# TASK
Report, as a bare number, how many lines of the entries below contain "dome".

.....

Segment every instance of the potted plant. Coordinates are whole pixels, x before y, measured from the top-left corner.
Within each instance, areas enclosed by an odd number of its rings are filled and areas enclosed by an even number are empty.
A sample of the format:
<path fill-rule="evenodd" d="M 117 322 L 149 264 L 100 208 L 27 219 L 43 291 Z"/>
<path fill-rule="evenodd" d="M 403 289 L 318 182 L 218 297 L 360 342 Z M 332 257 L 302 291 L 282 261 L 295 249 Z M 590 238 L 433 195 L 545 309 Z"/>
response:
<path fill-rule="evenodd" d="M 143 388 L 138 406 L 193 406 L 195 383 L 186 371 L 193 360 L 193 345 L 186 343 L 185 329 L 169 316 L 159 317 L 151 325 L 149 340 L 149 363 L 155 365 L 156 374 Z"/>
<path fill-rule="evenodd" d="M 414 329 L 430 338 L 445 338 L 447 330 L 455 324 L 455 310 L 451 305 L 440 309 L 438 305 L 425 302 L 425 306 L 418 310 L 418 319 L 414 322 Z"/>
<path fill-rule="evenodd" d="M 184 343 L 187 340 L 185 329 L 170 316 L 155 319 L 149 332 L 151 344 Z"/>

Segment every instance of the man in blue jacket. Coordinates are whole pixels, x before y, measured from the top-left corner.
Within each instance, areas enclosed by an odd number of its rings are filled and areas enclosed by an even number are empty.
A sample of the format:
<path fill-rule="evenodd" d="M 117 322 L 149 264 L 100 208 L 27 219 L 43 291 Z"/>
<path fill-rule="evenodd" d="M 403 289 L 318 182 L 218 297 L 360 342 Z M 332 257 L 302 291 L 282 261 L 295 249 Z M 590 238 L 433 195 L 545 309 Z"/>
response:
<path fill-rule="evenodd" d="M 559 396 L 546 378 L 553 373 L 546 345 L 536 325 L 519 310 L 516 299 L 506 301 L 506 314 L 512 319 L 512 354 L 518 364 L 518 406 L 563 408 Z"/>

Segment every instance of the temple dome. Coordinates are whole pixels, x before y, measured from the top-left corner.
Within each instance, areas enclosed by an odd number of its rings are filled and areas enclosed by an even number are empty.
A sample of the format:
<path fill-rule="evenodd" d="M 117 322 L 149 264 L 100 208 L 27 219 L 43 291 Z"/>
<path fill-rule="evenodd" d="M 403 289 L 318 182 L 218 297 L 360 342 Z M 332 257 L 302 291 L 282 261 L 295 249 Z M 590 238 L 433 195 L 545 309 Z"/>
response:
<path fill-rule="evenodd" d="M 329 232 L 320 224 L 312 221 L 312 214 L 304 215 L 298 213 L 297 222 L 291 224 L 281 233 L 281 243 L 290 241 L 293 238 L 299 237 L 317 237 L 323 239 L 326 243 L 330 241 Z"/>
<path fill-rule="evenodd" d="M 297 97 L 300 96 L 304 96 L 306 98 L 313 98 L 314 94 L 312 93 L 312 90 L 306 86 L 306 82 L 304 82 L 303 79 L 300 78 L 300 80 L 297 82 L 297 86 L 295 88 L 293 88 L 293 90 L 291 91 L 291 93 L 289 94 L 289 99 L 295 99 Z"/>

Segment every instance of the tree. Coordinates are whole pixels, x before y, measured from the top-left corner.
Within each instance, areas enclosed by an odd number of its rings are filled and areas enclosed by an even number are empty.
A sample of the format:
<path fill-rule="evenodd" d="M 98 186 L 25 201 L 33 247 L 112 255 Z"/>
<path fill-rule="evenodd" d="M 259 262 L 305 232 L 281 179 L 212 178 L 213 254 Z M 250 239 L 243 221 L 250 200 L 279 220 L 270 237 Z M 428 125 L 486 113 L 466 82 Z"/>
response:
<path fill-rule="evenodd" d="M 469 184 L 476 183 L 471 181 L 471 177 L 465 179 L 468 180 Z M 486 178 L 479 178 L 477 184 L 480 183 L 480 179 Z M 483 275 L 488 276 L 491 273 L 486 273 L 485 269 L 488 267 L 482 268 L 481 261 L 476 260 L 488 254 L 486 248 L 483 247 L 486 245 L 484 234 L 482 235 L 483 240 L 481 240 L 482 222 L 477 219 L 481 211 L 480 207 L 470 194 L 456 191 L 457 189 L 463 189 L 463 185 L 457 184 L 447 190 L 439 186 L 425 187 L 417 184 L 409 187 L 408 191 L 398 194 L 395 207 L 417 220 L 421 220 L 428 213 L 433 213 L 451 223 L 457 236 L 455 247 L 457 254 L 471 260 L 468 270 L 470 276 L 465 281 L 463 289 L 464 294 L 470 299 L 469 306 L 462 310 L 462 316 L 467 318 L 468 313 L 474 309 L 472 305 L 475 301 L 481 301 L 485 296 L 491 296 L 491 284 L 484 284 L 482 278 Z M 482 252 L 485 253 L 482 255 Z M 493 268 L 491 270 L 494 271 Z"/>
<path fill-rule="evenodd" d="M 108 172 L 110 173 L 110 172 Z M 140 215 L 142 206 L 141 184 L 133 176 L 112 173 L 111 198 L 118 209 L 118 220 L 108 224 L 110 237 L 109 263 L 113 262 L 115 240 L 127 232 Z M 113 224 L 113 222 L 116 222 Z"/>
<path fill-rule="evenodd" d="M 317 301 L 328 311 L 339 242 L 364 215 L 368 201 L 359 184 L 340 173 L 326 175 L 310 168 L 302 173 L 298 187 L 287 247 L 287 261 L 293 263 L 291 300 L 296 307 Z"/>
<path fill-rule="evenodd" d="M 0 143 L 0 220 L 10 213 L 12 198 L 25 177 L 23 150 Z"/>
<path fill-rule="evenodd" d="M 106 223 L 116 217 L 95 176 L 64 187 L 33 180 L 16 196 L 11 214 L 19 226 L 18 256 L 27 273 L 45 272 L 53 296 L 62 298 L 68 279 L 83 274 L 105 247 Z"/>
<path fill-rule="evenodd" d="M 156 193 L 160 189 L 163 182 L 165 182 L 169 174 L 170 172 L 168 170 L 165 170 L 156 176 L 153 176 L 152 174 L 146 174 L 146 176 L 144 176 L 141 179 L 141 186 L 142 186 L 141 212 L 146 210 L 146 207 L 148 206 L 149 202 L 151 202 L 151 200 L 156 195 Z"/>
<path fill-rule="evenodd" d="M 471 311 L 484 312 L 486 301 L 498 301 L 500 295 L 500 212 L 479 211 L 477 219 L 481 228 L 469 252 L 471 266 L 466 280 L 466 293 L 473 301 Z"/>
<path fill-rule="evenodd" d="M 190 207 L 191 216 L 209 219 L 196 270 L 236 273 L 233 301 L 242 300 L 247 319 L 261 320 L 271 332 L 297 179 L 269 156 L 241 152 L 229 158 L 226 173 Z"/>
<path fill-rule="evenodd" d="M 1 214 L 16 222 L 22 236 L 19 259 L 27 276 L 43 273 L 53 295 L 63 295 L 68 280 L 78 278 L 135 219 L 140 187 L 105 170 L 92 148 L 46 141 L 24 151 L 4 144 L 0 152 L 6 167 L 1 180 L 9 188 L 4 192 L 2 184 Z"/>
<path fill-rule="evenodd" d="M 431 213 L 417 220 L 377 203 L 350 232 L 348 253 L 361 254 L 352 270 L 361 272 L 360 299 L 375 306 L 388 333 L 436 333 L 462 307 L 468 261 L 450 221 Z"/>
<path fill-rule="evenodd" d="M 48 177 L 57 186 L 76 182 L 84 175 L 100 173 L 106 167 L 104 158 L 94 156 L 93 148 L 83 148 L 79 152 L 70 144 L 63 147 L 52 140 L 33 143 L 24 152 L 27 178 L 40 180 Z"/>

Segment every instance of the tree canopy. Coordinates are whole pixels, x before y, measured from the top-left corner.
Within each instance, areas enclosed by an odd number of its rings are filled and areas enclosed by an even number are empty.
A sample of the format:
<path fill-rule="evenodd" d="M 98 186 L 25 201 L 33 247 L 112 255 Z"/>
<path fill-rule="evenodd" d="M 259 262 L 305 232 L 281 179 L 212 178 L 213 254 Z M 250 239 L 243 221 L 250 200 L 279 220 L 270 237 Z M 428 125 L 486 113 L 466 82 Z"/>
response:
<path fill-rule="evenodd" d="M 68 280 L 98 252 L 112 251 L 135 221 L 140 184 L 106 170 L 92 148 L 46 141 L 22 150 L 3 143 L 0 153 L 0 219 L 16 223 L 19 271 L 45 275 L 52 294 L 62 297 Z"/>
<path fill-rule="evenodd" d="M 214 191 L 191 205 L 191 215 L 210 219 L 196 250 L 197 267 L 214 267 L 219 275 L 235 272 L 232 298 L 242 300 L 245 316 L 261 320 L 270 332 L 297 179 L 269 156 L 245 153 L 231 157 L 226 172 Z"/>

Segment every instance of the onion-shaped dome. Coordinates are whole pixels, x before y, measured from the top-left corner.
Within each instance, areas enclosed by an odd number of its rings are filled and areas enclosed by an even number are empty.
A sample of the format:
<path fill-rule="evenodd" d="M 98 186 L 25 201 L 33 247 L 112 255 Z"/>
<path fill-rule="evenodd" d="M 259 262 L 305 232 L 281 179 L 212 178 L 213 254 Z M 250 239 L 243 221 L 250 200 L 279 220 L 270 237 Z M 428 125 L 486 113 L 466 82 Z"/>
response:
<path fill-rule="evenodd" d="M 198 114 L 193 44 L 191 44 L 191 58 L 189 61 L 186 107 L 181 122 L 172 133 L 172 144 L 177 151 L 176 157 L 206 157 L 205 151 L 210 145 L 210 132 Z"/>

.....

# SOLUTION BELOW
2